### Extracted data ###
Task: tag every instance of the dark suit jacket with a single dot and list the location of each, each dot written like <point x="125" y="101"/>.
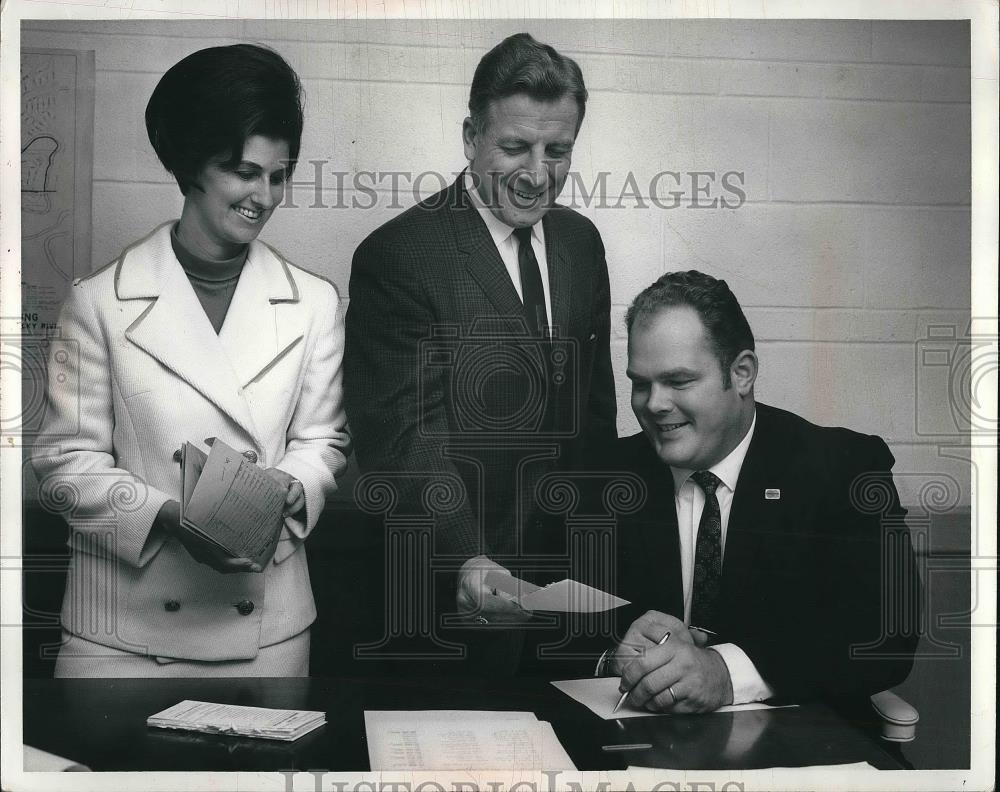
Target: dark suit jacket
<point x="443" y="384"/>
<point x="819" y="586"/>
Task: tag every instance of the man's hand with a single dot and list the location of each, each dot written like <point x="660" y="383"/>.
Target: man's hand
<point x="477" y="598"/>
<point x="644" y="634"/>
<point x="678" y="676"/>
<point x="295" y="494"/>
<point x="168" y="519"/>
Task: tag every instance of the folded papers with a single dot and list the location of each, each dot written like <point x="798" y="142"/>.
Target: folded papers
<point x="210" y="718"/>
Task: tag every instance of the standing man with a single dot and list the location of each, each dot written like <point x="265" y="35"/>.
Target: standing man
<point x="784" y="541"/>
<point x="478" y="327"/>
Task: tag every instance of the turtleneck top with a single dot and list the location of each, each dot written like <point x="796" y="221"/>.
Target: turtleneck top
<point x="214" y="281"/>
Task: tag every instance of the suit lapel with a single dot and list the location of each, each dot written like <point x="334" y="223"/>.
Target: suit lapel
<point x="264" y="321"/>
<point x="655" y="544"/>
<point x="261" y="325"/>
<point x="560" y="275"/>
<point x="751" y="513"/>
<point x="482" y="258"/>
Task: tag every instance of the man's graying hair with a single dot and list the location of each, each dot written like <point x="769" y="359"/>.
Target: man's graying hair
<point x="520" y="64"/>
<point x="715" y="304"/>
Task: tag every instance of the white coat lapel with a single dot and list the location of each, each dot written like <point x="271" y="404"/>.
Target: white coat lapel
<point x="264" y="322"/>
<point x="174" y="329"/>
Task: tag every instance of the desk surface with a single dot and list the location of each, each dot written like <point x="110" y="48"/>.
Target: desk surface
<point x="101" y="723"/>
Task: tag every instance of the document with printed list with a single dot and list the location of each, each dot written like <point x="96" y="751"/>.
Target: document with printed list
<point x="462" y="740"/>
<point x="230" y="502"/>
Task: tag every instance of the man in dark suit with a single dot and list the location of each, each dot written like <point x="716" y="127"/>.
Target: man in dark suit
<point x="478" y="329"/>
<point x="783" y="541"/>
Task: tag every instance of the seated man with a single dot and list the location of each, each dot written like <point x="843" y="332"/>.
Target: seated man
<point x="782" y="540"/>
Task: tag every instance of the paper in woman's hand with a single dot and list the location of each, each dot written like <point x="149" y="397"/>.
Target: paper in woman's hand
<point x="564" y="596"/>
<point x="230" y="502"/>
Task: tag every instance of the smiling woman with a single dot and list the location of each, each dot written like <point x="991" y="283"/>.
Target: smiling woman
###
§ **Task to complete**
Reproduce verbatim the stretch of the records running from the line that contains "Task: tag every instance of the desk" through the end of the records.

§ **Finished exercise**
Task: tag every instance of the desk surface with a single dot and list the location of each, each dot written like <point x="110" y="48"/>.
Target: desk surface
<point x="101" y="723"/>
Task: tag every instance of the document with printed list with a single dot and list the location of each, each dot written like <point x="96" y="751"/>.
Target: document with printed list
<point x="462" y="740"/>
<point x="230" y="502"/>
Task: tag every instance of the man in dark suit with a single dot and list the location of each, each dot written like <point x="716" y="127"/>.
Target: man in dark suit
<point x="478" y="329"/>
<point x="783" y="541"/>
Task: tag every instance of the seated man with a single dot and list the location of each, each dot written like <point x="843" y="332"/>.
Target: seated man
<point x="782" y="540"/>
Task: tag every instance of the paper in woman's hand with a single dot and list the location of each, each dot written like <point x="149" y="397"/>.
Target: paper in woman's hand
<point x="564" y="596"/>
<point x="230" y="502"/>
Task: tag every instance of the smiling woman with a single dot and list the location of each, each dot written like <point x="991" y="283"/>.
Target: smiling woman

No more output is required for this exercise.